» **To be done**
Write out everything in the Google Search integration text from "This example assumes" down to "www.zeus.com, port 80.", word for word.

» **Text extract**
******************************

Integrating Google Search

What can you do if you need to replace one component of a complex, integrated web site? This demonstration shows how you can use ZXTM to completely outsource the search application of a website to Google, without requiring any modifications to the website content or URLs.

It showcases lots of features of ZXTM in one go - TrafficScript rules, XML processing, protocol translation, request and response rewriting.

Overview

Complex web sites are built from a number of different components, and lots of work goes into ensuring that a single, integrated site is presented to the customer. A web site may contain several dynamic content sources, a search application, agents to query databases and other discrete applications.

Imagine a scenario where, due to a security vulnerability in one component, or because of a resourcing, acquisition or outsourcing decision, it was necessary to replace one tightly integrated component in a website.

In this worked example, we're going to replace the search application running on www.zeus.com, and outsource our searches to Google instead. The demonstration will illustrate request and response inspection and rewriting, request routing, XML processing and protocol translation.

Network diagram

We will load-balance traffic to www.zeus.com, intercepting requests to the online search system and replacing them with SOAP requests to Google's search system (restricted to site:www.zeus.com). The SOAP XML responses are XSLTed and XPathed, then inserted into a template to give branded search results.

Before you begin...

This example assumes that you have access to a ZXTM machine, which has access to the internet. If you want to set this up quickly, you can skip down to the quick setup guide.

You'll find it useful to upload the following files to your $ZEUSHOME/zxtm/conf/extra directory on your ZXTM machine:

You should also create a new pool, called 'google api pool', containing the one node 'api.google.com:80'.

Step 1 - Create the virtual server

Create an HTTP virtual server load-balancing traffic onto www.zeus.com, port 80.

Create virtual server

Traffic to this virtual server returns a '400 Bad Request' error because the machines running the zeus.com website host several other websites as well, and they do not recognize the host header (which indicates web site the client wants).

400 Bad Request

This is because of our unusual 'forward proxy' configuration.

******************************

» **Data lines**

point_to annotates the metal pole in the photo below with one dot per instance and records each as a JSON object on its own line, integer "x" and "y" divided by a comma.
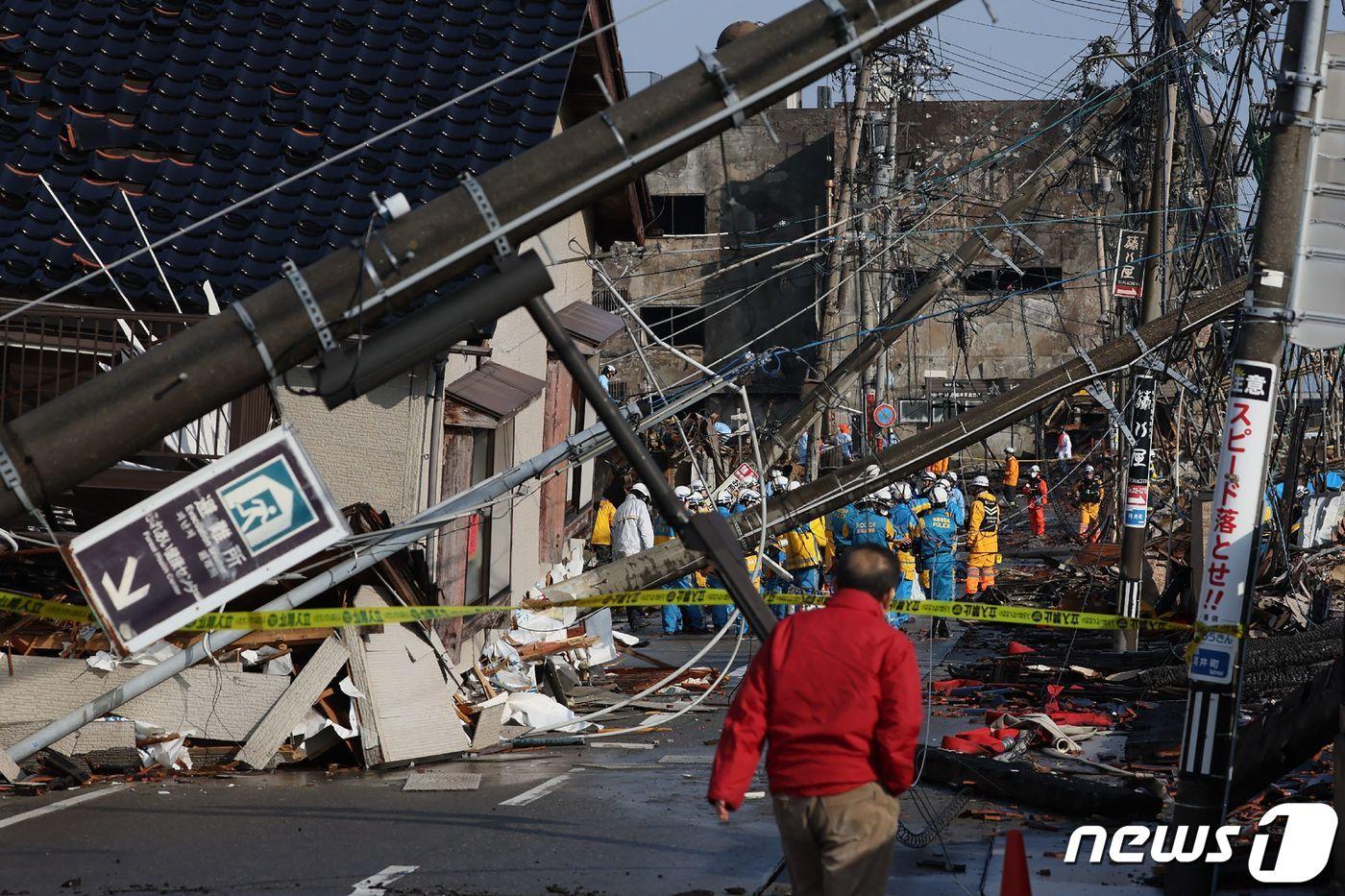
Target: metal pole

******************************

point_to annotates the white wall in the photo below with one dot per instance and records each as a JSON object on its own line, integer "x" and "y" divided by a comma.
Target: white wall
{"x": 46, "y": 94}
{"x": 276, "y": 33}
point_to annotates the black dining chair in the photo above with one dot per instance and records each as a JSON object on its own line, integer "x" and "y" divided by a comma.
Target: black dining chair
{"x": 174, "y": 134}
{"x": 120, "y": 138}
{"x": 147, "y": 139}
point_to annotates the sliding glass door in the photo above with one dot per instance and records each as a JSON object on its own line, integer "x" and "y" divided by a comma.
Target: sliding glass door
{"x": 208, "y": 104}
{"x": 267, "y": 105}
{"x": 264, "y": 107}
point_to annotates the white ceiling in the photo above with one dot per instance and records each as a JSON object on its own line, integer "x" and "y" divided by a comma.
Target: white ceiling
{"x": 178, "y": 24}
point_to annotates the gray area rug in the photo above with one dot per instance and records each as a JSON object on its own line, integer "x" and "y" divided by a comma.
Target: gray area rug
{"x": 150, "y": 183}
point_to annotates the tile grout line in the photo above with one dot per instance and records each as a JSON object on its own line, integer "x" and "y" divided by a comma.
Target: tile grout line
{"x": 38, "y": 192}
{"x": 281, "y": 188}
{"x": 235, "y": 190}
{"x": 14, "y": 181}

******************************

» **The result**
This example assumes that you have access to a ZXTM machine, which has access to the internet. If you want to set this up quickly, you can skip down to the quick setup guide.

You'll find it useful to upload the following files to your $ZEUSHOME/zxtm/conf/extra directory on your ZXTM machine:

You should also create a new pool, called 'google api pool', containing the one node 'api.google.com:80'.

Step 1 - Create the virtual server

Create an HTTP virtual server load-balancing traffic onto www.zeus.com, port 80.